PROBLEM DESCRIPTION> Copy the records from the line containing "Where can you see the rock" through the end of the records, substituting "telephone pole" for "utility pole" and keeping everything else the same.

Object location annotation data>

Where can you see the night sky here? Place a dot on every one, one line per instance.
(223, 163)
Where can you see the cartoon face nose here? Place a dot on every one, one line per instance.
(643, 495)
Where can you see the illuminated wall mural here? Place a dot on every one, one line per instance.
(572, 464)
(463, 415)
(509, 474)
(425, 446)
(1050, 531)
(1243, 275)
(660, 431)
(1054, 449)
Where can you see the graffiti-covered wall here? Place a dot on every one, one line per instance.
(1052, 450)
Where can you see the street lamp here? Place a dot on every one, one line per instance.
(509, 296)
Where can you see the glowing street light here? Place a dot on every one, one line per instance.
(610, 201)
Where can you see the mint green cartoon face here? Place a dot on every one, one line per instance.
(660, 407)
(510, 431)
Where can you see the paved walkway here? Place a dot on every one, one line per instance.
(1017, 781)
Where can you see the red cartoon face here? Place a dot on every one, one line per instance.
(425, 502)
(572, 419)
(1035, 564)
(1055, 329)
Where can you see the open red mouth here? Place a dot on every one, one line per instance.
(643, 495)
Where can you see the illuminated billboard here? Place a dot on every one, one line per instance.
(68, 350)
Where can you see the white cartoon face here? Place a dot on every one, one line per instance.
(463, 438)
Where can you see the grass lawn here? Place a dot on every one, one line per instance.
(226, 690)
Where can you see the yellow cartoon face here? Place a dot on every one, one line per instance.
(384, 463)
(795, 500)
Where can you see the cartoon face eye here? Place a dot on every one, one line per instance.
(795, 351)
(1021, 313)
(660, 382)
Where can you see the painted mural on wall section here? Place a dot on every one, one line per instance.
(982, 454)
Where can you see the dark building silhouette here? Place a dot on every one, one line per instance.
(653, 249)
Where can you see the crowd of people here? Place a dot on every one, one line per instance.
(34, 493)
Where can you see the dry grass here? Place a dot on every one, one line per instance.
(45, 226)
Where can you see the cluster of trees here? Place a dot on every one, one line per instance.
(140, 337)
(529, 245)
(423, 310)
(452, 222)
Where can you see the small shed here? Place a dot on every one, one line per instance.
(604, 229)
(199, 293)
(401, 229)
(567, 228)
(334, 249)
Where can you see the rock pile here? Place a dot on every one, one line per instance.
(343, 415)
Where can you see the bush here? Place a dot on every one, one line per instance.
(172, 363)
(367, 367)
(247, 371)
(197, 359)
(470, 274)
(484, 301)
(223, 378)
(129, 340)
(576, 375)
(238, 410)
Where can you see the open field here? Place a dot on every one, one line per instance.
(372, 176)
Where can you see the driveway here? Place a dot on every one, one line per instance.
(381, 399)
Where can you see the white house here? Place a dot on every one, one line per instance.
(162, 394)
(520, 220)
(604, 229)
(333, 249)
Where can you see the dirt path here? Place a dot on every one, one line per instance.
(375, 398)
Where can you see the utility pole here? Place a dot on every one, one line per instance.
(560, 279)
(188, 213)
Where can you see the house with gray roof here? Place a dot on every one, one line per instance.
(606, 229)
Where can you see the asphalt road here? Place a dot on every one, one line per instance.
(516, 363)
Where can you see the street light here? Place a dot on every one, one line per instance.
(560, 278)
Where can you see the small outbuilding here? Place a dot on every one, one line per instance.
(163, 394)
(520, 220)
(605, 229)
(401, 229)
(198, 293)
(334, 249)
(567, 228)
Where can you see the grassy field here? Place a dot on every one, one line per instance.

SOLVED EXERCISE>
Where can you see the rock pile here? Place a dot on every one, one line per instance.
(343, 415)
Where can you see the bush here? Place a dot on every one, one line per instance.
(172, 363)
(367, 367)
(247, 371)
(197, 359)
(470, 274)
(484, 301)
(223, 378)
(129, 340)
(576, 375)
(238, 410)
Where can you see the open field here? Place a dot on every one, one line per instance.
(372, 176)
Where can you see the driveway here? Place a dot on every one, one line per instance.
(381, 399)
Where can you see the white house here? Place a dot on every one, one line per instance.
(162, 394)
(520, 220)
(604, 229)
(333, 249)
Where can you see the dirt path here? Place a dot on every one, one line per instance.
(375, 398)
Where can you see the telephone pole here? Place a dot on every one, one line per instance.
(560, 279)
(188, 213)
Where can you see the house with gray roof here? Place a dot on every one, one line per instance.
(606, 229)
Where can you see the asphalt road here? Place a dot on every one, one line per instance.
(516, 363)
Where can you see the street light here? Place a dot on every one, one line per instance.
(560, 278)
Where can you see the small outbuilding here? Place a dot on every one, one line per instance.
(163, 394)
(520, 220)
(605, 229)
(401, 229)
(198, 293)
(334, 249)
(567, 228)
Where can you see the grassy field here? Place a dot on every one, one line per instance.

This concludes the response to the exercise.